··· INFORMATION SHOWN ···
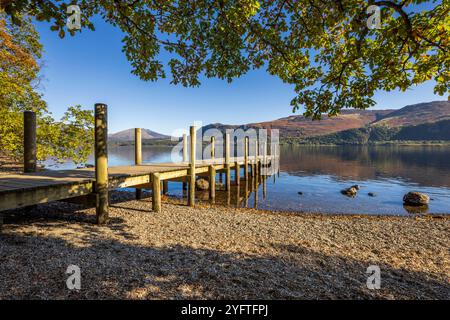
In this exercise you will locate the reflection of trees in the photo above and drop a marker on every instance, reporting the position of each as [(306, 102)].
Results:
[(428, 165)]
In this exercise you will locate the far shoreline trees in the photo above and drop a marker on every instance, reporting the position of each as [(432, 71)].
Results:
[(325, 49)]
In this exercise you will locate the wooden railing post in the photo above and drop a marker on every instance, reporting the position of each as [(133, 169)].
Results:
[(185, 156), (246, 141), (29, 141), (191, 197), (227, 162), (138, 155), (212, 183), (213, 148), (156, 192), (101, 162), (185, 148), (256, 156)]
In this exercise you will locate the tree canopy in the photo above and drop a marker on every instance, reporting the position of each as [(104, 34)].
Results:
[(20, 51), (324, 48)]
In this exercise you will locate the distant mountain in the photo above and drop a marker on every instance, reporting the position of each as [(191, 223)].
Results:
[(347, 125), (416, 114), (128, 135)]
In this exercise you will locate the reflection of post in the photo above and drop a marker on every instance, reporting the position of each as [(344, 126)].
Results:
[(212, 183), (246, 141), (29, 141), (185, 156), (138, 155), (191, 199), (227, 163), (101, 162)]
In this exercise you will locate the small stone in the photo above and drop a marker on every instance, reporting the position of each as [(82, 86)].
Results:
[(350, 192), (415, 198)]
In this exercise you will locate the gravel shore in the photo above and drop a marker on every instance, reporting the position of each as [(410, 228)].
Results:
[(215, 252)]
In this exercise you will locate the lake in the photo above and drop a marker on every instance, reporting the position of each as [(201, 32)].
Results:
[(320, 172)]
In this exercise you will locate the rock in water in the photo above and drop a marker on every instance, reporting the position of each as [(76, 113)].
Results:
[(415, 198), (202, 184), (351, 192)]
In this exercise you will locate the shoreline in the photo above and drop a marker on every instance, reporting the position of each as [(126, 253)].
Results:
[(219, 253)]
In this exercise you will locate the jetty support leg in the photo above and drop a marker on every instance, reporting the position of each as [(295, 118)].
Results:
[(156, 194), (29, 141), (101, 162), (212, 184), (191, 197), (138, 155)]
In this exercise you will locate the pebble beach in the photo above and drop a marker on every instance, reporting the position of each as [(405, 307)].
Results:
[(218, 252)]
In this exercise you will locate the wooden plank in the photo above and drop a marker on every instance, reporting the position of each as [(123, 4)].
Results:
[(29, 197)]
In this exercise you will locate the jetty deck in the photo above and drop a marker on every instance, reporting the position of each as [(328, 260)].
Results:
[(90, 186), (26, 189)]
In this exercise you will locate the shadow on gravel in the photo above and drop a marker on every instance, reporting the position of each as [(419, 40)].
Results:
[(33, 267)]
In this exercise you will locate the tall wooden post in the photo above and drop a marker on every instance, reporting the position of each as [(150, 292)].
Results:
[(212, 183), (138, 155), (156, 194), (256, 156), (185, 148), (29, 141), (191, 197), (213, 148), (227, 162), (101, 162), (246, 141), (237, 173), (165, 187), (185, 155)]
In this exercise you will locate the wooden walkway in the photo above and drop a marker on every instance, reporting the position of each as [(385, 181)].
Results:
···
··· INFORMATION SHOWN ···
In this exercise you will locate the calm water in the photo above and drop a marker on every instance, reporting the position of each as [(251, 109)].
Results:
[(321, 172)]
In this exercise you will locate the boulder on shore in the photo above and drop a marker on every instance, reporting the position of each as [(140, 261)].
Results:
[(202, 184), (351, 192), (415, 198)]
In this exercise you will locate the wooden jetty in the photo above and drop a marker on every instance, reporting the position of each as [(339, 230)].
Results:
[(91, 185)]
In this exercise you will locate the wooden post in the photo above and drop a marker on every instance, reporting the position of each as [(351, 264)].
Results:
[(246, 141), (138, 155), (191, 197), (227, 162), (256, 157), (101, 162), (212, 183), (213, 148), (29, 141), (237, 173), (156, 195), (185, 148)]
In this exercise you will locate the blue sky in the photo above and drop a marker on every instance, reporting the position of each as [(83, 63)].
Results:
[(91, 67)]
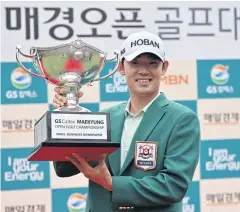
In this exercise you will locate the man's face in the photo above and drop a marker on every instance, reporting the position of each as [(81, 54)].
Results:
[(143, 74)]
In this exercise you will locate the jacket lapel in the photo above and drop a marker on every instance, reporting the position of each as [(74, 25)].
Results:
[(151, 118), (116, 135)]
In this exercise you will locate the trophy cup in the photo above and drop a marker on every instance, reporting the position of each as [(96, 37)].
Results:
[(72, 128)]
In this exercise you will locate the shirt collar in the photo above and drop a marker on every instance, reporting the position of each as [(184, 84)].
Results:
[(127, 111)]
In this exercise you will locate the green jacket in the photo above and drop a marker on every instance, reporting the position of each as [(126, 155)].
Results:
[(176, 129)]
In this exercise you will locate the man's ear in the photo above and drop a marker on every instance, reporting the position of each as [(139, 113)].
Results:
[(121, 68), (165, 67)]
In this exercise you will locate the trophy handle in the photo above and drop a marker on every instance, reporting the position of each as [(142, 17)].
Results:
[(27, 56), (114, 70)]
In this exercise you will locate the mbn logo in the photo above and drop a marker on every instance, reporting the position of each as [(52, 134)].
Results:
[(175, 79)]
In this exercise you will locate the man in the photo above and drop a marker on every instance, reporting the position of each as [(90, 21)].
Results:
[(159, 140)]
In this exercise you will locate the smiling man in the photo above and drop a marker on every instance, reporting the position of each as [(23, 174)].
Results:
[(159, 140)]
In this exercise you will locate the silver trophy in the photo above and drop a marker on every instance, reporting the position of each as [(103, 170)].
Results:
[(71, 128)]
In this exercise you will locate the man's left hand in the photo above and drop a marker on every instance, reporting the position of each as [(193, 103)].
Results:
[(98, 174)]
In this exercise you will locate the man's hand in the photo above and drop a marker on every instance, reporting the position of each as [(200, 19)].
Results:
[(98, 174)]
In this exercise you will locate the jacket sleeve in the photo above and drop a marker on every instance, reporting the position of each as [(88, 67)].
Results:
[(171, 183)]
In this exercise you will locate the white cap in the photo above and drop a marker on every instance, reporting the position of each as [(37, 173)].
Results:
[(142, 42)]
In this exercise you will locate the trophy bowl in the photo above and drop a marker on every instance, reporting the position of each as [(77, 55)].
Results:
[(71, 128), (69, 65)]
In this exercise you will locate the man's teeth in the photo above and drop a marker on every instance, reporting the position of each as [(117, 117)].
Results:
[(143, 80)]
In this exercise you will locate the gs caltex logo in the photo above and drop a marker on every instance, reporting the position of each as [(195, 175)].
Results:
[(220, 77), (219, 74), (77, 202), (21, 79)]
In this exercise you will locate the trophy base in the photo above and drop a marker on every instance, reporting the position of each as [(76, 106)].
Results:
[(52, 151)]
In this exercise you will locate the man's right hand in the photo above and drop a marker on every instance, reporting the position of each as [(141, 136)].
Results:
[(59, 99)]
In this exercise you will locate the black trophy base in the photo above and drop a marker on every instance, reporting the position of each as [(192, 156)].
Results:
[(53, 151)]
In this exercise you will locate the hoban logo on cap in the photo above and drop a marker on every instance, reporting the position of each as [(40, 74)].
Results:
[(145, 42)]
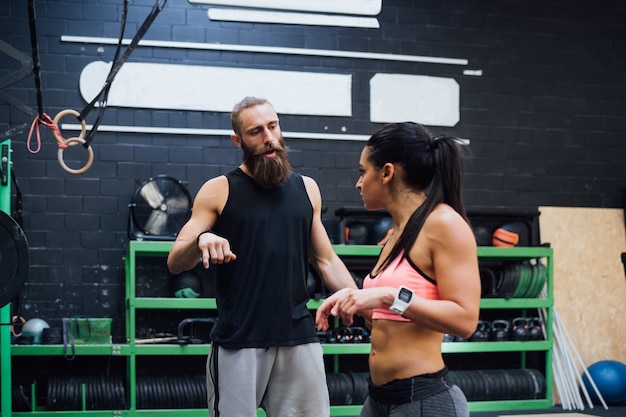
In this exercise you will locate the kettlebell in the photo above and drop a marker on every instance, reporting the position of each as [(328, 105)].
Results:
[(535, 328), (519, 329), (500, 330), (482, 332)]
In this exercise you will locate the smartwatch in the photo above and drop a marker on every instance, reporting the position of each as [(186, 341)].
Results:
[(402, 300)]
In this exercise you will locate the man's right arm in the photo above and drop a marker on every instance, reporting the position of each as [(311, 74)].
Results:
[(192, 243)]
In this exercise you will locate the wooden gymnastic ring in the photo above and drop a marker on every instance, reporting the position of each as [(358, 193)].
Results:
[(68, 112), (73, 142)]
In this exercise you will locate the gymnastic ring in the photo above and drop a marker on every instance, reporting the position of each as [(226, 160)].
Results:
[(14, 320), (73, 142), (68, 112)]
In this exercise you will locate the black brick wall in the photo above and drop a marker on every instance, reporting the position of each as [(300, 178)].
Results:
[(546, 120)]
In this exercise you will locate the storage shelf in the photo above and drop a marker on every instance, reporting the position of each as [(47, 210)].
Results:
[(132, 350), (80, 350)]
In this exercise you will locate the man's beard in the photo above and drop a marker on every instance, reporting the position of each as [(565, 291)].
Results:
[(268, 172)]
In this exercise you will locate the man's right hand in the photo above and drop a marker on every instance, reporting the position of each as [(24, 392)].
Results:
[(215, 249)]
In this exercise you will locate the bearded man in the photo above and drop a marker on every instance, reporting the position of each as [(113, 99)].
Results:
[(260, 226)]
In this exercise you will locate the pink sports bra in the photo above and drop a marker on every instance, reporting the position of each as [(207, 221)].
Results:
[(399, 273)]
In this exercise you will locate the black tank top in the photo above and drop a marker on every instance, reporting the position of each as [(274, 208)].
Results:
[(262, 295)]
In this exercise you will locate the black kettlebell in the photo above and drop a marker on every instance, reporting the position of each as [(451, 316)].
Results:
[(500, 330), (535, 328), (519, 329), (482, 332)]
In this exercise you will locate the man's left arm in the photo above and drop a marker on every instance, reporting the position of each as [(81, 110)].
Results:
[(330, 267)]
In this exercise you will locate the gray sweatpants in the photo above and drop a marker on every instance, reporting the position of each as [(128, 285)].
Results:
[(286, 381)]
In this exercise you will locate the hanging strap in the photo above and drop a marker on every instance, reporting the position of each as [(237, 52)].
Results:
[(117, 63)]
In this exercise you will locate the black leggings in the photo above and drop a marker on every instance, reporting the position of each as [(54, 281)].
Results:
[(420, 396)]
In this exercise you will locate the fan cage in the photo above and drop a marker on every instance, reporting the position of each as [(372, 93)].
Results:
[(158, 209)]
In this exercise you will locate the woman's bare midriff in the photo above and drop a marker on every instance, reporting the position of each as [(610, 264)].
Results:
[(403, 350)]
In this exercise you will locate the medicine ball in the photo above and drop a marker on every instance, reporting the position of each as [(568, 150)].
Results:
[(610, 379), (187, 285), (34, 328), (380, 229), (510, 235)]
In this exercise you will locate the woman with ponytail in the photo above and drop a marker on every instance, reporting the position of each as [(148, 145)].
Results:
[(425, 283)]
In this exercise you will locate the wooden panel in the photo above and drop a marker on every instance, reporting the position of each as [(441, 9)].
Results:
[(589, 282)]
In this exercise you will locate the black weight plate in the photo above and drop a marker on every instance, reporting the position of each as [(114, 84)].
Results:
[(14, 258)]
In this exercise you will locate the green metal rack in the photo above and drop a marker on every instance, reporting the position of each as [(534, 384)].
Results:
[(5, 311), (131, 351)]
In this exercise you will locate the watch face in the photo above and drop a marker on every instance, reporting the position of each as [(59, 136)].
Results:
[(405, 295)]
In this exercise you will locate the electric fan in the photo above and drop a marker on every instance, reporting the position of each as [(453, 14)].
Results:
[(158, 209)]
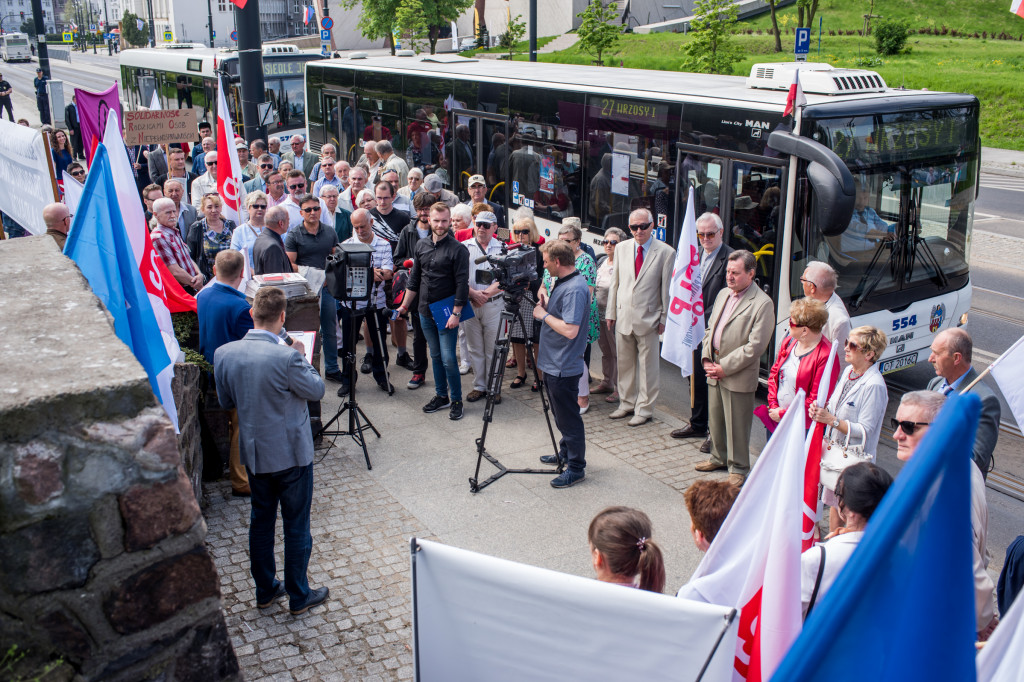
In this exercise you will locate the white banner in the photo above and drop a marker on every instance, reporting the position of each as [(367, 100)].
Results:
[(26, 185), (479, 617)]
···
**OBJECTIVE**. Output the stretch of material from the line containing "In this exercise you will locate the man's left hand" through the line containing "[(52, 151)]" as a two-column CSV headed text and result. Give one row for each line of text paired with the result beneath it, put every field in double quotes, and turn any line breaks into spaces.

**THE RESULT**.
text,result
"In this exercise you will locate the man's left hand in the photo above and drop a marker on every instance, reporting the position of each as [(193, 103)]. Results:","[(98, 174)]"
"In this exercise you will locate the man's hand in the photo above and drop a marker on every instance, reporting the position of each as [(200, 19)]. Results:","[(98, 174)]"
"In this exercise you will locate the jacket sleeve in the photo above and drop a marker on every instance, reporting the position of each as [(88, 67)]. Results:","[(171, 183)]"
"In this exercise you will locate the white cap in the photo above and drop a marker on every instance, reporting the position of each as [(37, 173)]. Results:","[(142, 42)]"
"In this exercise you will locate the trophy bowl in the photo above and drop a marker on every instance, reporting the position of each as [(77, 55)]. Results:","[(71, 128), (69, 65)]"
"In this exercise you will locate the man's teeth in the photo above and drop a marker on every instance, reporting the position of each as [(117, 117)]. Results:","[(143, 80)]"
"In this exercise you will locate the gs caltex logo in the photo above and drop a marker on every instance, reporting the position of each as [(195, 175)]. Results:","[(220, 77), (219, 74), (77, 202), (21, 79)]"
"In this exercise you will locate the trophy base in the photo above and drop a marker on every instance, reporting the position of each as [(76, 106)]. Results:","[(52, 151)]"